Exercise input:
════════════════════
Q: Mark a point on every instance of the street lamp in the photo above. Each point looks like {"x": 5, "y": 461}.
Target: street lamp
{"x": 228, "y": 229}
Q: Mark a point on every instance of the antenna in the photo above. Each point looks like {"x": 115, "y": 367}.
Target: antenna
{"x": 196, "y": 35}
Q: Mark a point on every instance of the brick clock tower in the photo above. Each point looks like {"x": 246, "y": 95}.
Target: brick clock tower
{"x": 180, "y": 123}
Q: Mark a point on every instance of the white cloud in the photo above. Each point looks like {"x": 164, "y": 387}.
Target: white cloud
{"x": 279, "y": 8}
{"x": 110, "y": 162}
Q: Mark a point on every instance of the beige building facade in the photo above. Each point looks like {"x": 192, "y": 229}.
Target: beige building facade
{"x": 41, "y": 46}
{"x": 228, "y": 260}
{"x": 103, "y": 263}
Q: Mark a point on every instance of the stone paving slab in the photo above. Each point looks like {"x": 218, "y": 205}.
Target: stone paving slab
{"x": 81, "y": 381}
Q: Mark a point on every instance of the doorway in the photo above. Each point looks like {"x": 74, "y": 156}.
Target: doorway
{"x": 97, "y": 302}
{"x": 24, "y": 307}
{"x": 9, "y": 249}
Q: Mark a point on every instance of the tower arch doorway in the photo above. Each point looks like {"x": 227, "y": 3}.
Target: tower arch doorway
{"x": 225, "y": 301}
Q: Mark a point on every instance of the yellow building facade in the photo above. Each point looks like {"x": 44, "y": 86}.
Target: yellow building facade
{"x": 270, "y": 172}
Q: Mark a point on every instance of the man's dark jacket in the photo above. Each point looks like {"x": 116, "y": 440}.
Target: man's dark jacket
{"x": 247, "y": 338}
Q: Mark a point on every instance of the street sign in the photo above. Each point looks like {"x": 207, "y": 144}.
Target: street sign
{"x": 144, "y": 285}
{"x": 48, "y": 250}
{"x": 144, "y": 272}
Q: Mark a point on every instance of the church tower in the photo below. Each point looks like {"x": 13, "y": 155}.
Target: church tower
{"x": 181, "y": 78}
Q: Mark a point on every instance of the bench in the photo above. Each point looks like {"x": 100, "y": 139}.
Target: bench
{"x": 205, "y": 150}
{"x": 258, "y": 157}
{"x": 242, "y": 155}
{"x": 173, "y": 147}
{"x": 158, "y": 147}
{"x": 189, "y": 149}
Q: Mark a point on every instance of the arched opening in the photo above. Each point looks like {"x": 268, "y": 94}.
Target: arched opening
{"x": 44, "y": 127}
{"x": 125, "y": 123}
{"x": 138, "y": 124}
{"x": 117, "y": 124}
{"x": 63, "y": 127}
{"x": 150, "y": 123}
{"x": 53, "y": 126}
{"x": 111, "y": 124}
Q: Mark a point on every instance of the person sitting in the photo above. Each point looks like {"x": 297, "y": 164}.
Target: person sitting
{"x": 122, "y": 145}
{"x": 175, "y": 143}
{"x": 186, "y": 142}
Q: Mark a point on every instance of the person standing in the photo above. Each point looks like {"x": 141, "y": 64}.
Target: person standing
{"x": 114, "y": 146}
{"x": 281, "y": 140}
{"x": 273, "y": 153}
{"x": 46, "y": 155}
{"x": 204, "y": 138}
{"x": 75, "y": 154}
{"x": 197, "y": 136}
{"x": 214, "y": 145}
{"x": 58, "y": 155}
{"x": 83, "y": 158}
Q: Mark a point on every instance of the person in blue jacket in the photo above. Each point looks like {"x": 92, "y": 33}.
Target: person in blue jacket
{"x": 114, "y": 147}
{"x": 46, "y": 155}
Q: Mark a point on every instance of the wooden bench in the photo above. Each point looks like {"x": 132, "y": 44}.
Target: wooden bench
════════════════════
What to work on: Rewrite the records starting with the line that contains "Q: Mark a point on every instance of the street sign" and going on through the end of the records, replacing "person standing" with "standing figure" and leaving everything else unchanged.

Finished answer:
Q: Mark a point on every instance of the street sign in the photo above. Each point looks like {"x": 207, "y": 144}.
Target: street sign
{"x": 144, "y": 285}
{"x": 48, "y": 250}
{"x": 144, "y": 272}
Q: Mark a point on every instance of the church tower in the photo below. Each point looks like {"x": 13, "y": 155}.
Target: church tower
{"x": 181, "y": 78}
Q: Mark a point on every instance of the bench in the photo above. Each point looks like {"x": 100, "y": 139}.
Target: bench
{"x": 205, "y": 150}
{"x": 258, "y": 157}
{"x": 242, "y": 155}
{"x": 173, "y": 147}
{"x": 158, "y": 147}
{"x": 189, "y": 149}
Q: Mark a point on every instance of the arched opening in the photo above. Each point looks like {"x": 268, "y": 94}.
Target: arched opening
{"x": 44, "y": 127}
{"x": 125, "y": 123}
{"x": 138, "y": 124}
{"x": 117, "y": 124}
{"x": 63, "y": 127}
{"x": 150, "y": 123}
{"x": 53, "y": 126}
{"x": 111, "y": 124}
Q: Mark a point on every instance of the person sitting in the photo above. Each point looks like {"x": 297, "y": 164}.
Target: person sitting
{"x": 122, "y": 145}
{"x": 175, "y": 143}
{"x": 186, "y": 142}
Q: Mark a point on every instance of the standing figure in the photo above. Each point looks like {"x": 141, "y": 64}.
Target: standing figure
{"x": 114, "y": 146}
{"x": 281, "y": 140}
{"x": 273, "y": 153}
{"x": 46, "y": 155}
{"x": 204, "y": 138}
{"x": 75, "y": 154}
{"x": 197, "y": 136}
{"x": 214, "y": 145}
{"x": 58, "y": 155}
{"x": 83, "y": 158}
Q: Mark a point on every instance of the person in blue jacket in the photo above. Each point looks like {"x": 92, "y": 33}.
Target: person in blue jacket
{"x": 114, "y": 147}
{"x": 46, "y": 155}
Q: Mark a point on every instance of the wooden bench in the photo above. Each point looks like {"x": 132, "y": 44}.
Target: wooden bench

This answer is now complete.